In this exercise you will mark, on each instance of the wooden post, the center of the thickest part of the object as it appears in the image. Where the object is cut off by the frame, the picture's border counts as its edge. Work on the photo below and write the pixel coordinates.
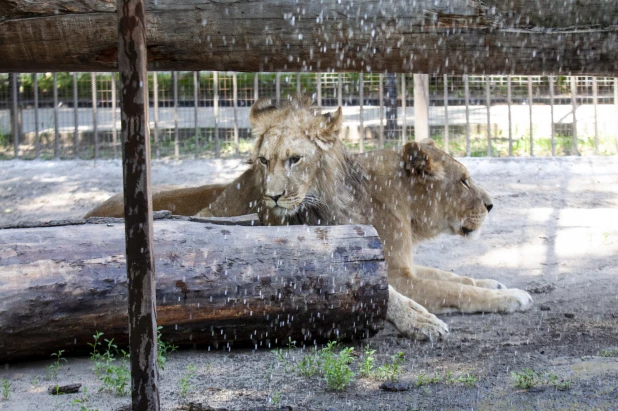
(421, 106)
(132, 61)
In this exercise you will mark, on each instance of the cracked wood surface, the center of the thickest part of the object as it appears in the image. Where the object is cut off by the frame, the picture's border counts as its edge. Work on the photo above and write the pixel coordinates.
(454, 36)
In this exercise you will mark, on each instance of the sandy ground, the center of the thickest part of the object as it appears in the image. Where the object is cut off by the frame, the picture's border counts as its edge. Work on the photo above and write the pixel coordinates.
(553, 231)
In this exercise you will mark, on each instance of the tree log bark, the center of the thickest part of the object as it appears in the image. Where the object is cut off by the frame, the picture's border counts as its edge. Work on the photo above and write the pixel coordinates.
(216, 285)
(424, 36)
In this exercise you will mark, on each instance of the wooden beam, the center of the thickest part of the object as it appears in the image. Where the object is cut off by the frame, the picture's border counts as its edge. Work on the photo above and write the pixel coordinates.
(140, 268)
(217, 285)
(425, 36)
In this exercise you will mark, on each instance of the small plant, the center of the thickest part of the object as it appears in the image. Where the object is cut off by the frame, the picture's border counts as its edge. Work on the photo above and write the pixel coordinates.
(6, 388)
(336, 366)
(52, 370)
(526, 378)
(391, 371)
(366, 367)
(163, 349)
(185, 387)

• DO THIS
Copy every row above word for word, leaving out the picture.

• EXERCISE RESPONSE
In this exercise you will mark, on each instance of the wooden post, the center of the thickest part of the object as it appears in the image. Where the object is cut off by the frame, the picture's border counts as its edge. Work on the photo below and write the pixel coordinates.
(421, 106)
(132, 61)
In this exercise you will mark, on each instance of the cracked wood surface, the center of the thickest part of the object as it appears in the image. Where the object is cut off by the frame, the picture's border counts as its edge. Work on the photo above and write the pixel coordinates.
(454, 36)
In this exercise you will mark, on each instance of the sandy ground, the center of the thickest part of the object as it appears in the image. Where the object is cut off by the frame, the picture's border counts as its edge. Work on the photo above and write the pixel coordinates.
(553, 231)
In this exercise you will mark, on each instance of the tree log bark, the center of the thickest part of the object as it appears in the image. Where the object is cut off by the frame, the picture's border counts as its edge. Work on the photo above and write the pixel coordinates.
(216, 285)
(424, 36)
In this exercise you will mark, on each instance of the wooden beam, the center of the thickest part of the object as it appears in the image. Where the object is cut off by the frame, the picture's border counts as its edge. Work on the photo above and write the pixel coordinates.
(140, 268)
(217, 285)
(425, 36)
In this exercise you will mark, on each instance of the small plant, the center of the thickest part of the object as it appears in the image. Where the object is cut off by the frame, the picture's border counts as its edge. Work on the photo above and write the pixel coordinates.
(6, 388)
(336, 366)
(52, 370)
(526, 378)
(391, 371)
(366, 367)
(163, 349)
(185, 387)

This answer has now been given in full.